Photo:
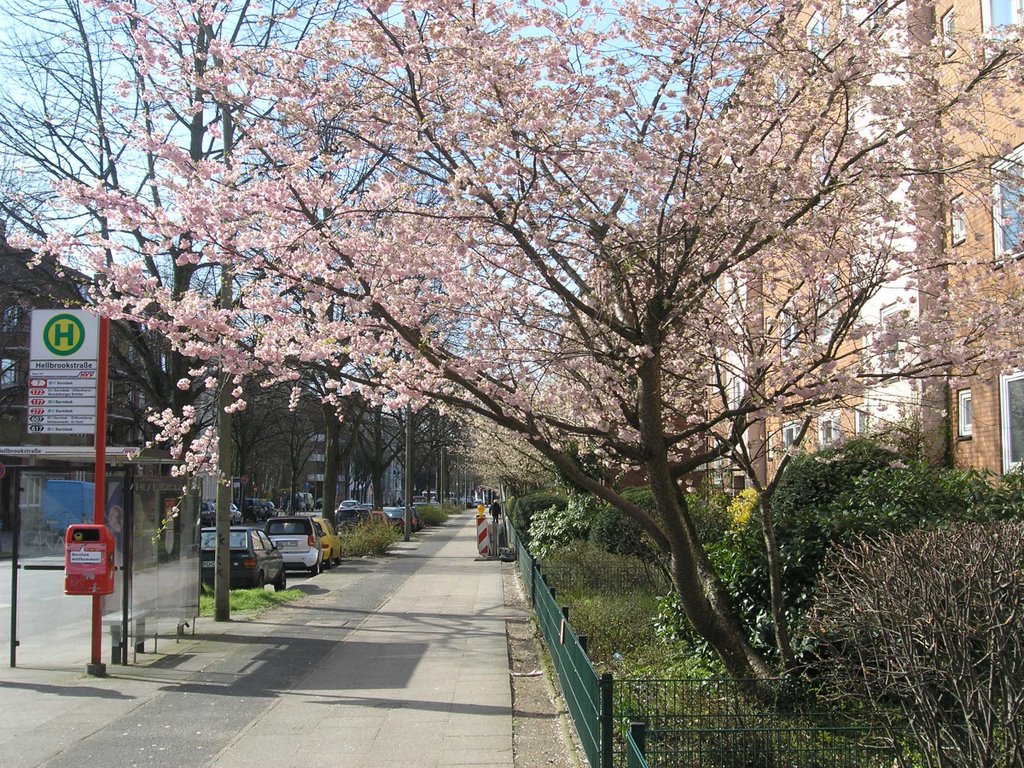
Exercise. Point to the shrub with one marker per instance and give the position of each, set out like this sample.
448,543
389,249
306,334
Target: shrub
369,539
559,526
431,515
615,625
584,567
614,531
931,624
526,506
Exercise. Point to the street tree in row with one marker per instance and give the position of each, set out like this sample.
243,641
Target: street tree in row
572,221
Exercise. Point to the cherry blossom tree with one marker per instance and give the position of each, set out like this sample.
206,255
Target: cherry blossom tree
577,222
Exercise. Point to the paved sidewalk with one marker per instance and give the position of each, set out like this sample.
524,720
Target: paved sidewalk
401,663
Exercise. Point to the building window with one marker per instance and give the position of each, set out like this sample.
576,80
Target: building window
791,433
862,421
8,372
965,415
888,347
1012,413
787,331
817,28
1007,224
828,429
957,220
995,13
948,33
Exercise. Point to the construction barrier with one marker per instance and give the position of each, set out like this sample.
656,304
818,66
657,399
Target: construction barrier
482,538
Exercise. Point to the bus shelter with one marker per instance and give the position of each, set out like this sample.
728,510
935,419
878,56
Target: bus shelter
155,527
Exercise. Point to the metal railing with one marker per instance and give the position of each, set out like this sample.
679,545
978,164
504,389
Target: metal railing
588,696
769,745
696,723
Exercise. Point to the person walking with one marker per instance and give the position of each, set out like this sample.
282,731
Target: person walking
499,531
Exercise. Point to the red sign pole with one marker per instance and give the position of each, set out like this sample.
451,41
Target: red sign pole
97,668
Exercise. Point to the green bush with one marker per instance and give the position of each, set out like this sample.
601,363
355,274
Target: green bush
827,500
809,521
368,539
431,515
526,506
555,527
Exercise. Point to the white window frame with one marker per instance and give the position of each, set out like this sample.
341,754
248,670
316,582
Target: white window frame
734,393
791,433
957,220
889,357
829,430
948,23
1006,426
828,309
1013,162
816,29
1016,10
965,413
787,332
861,420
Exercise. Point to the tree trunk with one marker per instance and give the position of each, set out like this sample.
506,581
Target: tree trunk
704,597
779,621
332,433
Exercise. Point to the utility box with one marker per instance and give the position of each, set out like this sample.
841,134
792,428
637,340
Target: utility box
88,560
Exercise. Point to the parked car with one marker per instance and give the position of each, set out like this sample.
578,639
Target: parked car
346,518
258,510
396,516
303,502
208,513
255,560
330,541
298,541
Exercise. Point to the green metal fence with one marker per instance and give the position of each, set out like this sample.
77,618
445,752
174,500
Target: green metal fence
588,695
636,747
766,747
651,723
717,723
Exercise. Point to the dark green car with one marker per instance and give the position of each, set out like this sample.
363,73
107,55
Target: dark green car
255,561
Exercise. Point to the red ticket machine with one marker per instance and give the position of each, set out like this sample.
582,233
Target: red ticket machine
88,560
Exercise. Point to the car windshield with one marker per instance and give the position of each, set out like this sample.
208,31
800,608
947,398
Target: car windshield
297,527
238,540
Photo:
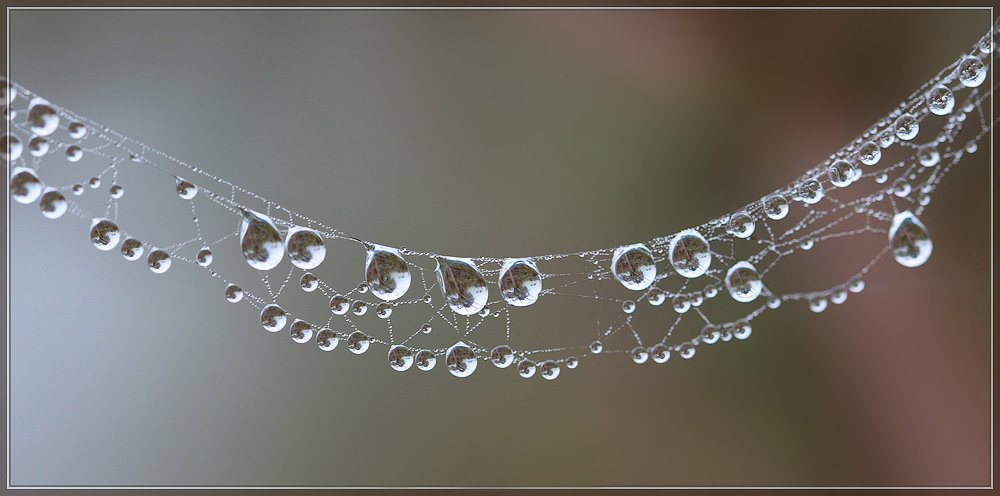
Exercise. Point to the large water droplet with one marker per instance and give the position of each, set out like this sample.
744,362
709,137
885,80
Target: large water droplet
520,282
261,243
305,248
462,285
910,242
743,282
690,254
386,272
461,360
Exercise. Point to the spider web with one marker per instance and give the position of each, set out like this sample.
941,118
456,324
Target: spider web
853,201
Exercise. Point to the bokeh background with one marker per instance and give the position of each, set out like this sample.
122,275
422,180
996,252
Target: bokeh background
409,127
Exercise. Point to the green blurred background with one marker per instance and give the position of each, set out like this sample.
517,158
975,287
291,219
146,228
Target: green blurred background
410,127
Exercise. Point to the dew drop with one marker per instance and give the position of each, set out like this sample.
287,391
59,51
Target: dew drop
462,285
910,242
520,282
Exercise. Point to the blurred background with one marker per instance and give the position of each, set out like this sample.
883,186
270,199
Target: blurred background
410,127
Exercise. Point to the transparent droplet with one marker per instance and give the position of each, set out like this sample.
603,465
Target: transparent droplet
53,204
910,242
339,304
186,189
400,358
740,225
25,187
358,342
301,331
775,207
158,261
42,118
308,282
386,272
549,369
204,257
260,241
971,71
502,356
526,368
940,100
460,360
327,339
462,285
104,234
634,267
520,282
425,360
743,282
907,127
132,249
690,254
273,318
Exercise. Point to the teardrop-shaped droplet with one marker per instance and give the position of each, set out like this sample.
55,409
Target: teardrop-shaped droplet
25,187
53,204
158,261
462,285
104,234
261,243
305,246
744,282
386,272
690,254
910,242
42,118
634,267
520,282
461,360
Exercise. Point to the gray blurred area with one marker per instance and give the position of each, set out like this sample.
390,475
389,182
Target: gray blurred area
494,133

[THE TASK] A word-for-word copy of the entries is needed, with no pictures in it.

[SOLUTION BELOW]
Photo:
Exercise. Point to the shrub with one marker per instance and give the position of each, set out like this sample.
448,543
389,249
306,334
Target: shrub
369,539
559,526
431,515
615,625
584,567
614,531
931,624
526,506
Exercise. Point to the street tree in row with one marker per instance and give the position of each, set out like this sample.
243,641
Target: street tree in row
572,221
Exercise. Point to the cherry blossom tree with one marker per instance and give the position of each, set out like this sample.
206,255
Target: cherry blossom tree
577,222
Exercise. Point to the paved sidewalk with one marker per instance and give the position of each, set out like this sample.
524,720
Target: paved sidewalk
401,663
Exercise. Point to the building window with one marker per instance and give the position of each, set out like this sample.
576,80
Target: building window
791,433
862,421
8,372
965,415
888,347
1012,413
787,331
817,28
1007,224
828,429
957,220
995,13
948,33
Exercise. Point to the construction barrier with one marker per instance and give the position of each, set out like this sample.
656,304
818,66
657,399
Target: construction barrier
482,538
Exercise. Point to the bus shelter with one marker per instance and give the position of each, set out like this sample.
728,510
935,419
878,56
Target: bus shelter
155,527
Exercise. Point to the metal railing with one marker per instance and give the position of each, set out like this sample.
679,545
978,164
504,389
Target: metal railing
588,696
769,745
696,723
Exercise. Point to the person walking with one marker per instance and give the position of each, set out like this sample.
282,731
Target: person walking
499,531
Exercise. Point to the red sign pole with one marker per instance and give the position of each, set out like this sample.
451,41
Target: red sign pole
97,668
Exercise. Point to the green bush with one marker per instance and give the position of each, set out like this sample.
601,363
355,274
Target: green bush
827,500
809,521
368,539
431,515
526,506
555,527
Exercise. Point to the white window frame with one marker per instance and give the position of each, set out like this sample.
341,754
248,670
316,582
Target: white window frame
734,393
791,433
957,220
889,357
829,430
948,23
1006,426
828,309
1013,162
816,29
1016,10
965,413
787,332
861,420
Exercise. Point to the tree trunk with one marker per instance and give the position of each, set out like this sample.
506,581
Target: tree trunk
704,597
779,621
332,433
Exercise. Point to the utility box with one marker per instance and give the position of each, set out like this sample.
841,134
792,428
637,340
Target: utility box
88,560
Exercise. Point to the parked car with one marker per instance and give the position of each, set out like this sample.
578,639
Target: parked car
346,518
258,510
396,516
303,502
208,513
255,560
330,541
298,541
Exercise. Point to the green metal fence with one marker per instance and give the position of each, set out like this sample.
77,618
445,752
174,500
Target: green metal fence
588,695
636,747
766,747
651,723
717,723
Exercise. Point to the dark green car with one marker per instance and give the position of each, set out like this sample.
363,73
107,55
Target: dark green car
255,561
Exercise. Point to the red ticket machine with one marker per instance and give the position of each, set out like this sample.
582,233
Target: red ticket machine
88,560
Exercise. Point to the car windshield with one marker per instance and give the position of each, set out like this sample.
208,31
800,608
947,398
Target: car windshield
297,527
238,540
Photo:
Exercise. Point to the large water droplet with one marker per instance and give the position of each, set out like this sample.
744,362
709,137
885,80
Target: large water droplet
520,282
261,243
305,248
462,285
910,242
743,282
690,254
386,272
461,360
Exercise. Point to the spider web with one marker per instance and give the position of each, set out like this sample.
941,118
456,324
Target: spider web
853,201
Exercise. Point to the bokeh background with one marker per instance and give the position of each, set out like this sample.
122,275
422,180
996,252
Target: bokeh background
409,127
Exercise. Point to the green blurred background with one marker per instance and give the position of each, set out like this sample.
517,158
975,287
291,219
146,228
Target: green blurred background
410,127
Exercise. Point to the dew drop with one marker per instance and give the position of each, set out like this sample.
287,391
59,51
Target: dew drop
462,285
910,242
520,282
Exercise. Point to the blurred background with one marker per instance and give the position of each, set out like this sample.
883,186
270,199
Target: blurred background
410,127
Exercise. Point to the transparent droplet with one marker per instance and give the position of each, set out like this sample.
603,465
Target: transparent droplet
53,204
910,242
339,304
186,189
400,358
740,225
25,187
358,342
301,331
775,207
158,261
42,118
308,282
386,272
549,369
204,257
260,241
971,71
502,356
526,368
940,100
460,360
327,339
462,285
104,234
634,267
520,282
425,360
743,282
907,127
132,249
690,254
273,318
Exercise. Point to the teardrop-shaped droplet with one marker per instance and give the position of each, set out like this sample.
55,409
Target: teardrop-shaped droplet
25,187
53,204
158,261
462,285
104,234
261,243
305,246
744,282
386,272
690,254
910,242
42,118
634,267
520,282
461,360
Exercise. Point to the gray blurred area with one marker per instance and give the position of each, set out like this sample.
390,475
389,182
Target: gray blurred area
494,133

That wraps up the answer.